[Stored items from a collection]
-----

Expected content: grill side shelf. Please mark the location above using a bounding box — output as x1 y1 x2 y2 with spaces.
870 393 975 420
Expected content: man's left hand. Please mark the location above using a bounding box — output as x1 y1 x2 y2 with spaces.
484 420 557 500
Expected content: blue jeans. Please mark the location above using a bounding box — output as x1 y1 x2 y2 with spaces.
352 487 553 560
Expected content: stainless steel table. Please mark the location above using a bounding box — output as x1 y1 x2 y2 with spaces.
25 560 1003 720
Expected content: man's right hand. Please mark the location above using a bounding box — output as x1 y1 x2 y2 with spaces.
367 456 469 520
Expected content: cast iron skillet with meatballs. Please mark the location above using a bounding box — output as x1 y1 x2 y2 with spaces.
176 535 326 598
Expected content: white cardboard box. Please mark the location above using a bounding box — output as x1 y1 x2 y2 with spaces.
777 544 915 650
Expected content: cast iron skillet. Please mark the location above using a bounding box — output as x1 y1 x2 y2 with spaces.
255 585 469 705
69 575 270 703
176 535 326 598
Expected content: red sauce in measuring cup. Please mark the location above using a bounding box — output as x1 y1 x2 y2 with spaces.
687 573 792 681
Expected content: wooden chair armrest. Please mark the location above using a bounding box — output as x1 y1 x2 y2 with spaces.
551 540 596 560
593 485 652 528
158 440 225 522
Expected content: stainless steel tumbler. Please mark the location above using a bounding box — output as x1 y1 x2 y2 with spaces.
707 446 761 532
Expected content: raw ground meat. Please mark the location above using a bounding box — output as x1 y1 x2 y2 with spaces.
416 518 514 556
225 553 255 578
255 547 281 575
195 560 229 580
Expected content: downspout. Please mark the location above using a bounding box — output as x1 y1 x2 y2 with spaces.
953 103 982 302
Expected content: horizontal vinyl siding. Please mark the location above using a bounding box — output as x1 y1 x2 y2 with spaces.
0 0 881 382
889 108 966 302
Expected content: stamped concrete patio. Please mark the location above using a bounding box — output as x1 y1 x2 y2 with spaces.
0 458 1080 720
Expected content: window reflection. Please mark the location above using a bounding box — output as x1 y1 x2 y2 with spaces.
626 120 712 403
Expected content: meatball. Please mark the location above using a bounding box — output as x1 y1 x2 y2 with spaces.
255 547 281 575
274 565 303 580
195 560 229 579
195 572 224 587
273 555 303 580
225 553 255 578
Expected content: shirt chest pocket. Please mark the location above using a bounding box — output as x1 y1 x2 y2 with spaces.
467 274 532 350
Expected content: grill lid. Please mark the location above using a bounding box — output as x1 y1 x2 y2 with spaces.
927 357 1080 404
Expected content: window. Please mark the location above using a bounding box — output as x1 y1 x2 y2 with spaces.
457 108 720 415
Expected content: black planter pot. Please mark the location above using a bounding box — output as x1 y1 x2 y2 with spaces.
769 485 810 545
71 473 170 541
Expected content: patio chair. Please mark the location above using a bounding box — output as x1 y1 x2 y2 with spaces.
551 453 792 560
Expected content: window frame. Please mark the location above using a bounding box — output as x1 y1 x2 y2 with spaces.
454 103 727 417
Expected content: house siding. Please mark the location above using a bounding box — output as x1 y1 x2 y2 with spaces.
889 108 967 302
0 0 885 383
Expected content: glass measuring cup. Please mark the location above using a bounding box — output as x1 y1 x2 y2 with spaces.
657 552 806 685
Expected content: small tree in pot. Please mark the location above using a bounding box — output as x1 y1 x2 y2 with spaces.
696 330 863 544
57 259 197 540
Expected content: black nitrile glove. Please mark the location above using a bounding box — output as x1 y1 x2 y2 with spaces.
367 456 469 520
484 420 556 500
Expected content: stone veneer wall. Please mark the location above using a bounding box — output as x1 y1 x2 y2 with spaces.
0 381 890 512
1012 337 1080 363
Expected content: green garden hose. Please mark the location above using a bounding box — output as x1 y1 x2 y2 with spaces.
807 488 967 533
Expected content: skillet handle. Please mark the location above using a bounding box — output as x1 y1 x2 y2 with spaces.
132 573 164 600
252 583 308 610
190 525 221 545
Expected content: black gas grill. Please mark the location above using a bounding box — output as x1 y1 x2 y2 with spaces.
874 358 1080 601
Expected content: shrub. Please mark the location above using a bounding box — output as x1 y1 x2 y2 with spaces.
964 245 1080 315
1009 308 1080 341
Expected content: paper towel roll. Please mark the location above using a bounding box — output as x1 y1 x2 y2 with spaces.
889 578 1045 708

-----

TASK DIRECTIONS: Copy out the lines of the listing above word for word, starting with the line that contains "Expected content: grill lid." and going on through the line that contains "57 259 197 540", both of those lines included.

FINAL ANSWER:
Expected content: grill lid. Please mark the location above using a bounding box — output as x1 y1 x2 y2 with spaces.
927 357 1080 404
Expected content: window. Please mark the location above using a bounding box — output as x1 y1 x2 y2 with spaces.
457 108 720 415
Expected content: black planter pot. Please mark the location above using a bounding box — output as x1 y1 x2 y2 with spaces.
769 485 810 545
71 473 170 541
Expected content: patio chair. Please mark the location above using a bounding box — output as x1 y1 x2 y2 with spaces.
551 453 792 560
Expected content: window frame. Please mark the location above using a bounding box — output as x1 y1 x2 y2 with spaces.
454 103 727 417
Expected content: house siding. Please mark the location above using a bounding box — output as x1 y1 x2 y2 with spaces.
889 108 967 302
0 0 885 383
Expected content: glass measuring cup. Please mark the location above using a bounding box — output as x1 y1 x2 y2 with spaces.
657 552 806 685
Expected content: small tree in pot. Please mark the location above using a bounding box — output as x1 y1 x2 y2 with spaces.
696 330 863 544
57 259 197 540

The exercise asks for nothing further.